TASK OBJECTIVE: Your answer should be every line of the records that contains the word "flower", copied as it stands.

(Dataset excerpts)
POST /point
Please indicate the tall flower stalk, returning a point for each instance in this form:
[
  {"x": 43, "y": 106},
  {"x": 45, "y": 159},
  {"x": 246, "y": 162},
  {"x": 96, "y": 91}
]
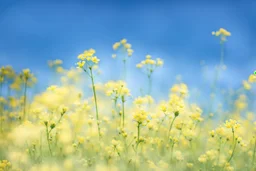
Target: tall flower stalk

TASK RESPONSE:
Please indicate the tall flower stalk, returning a point for each instance in this form:
Target: tall flower stalk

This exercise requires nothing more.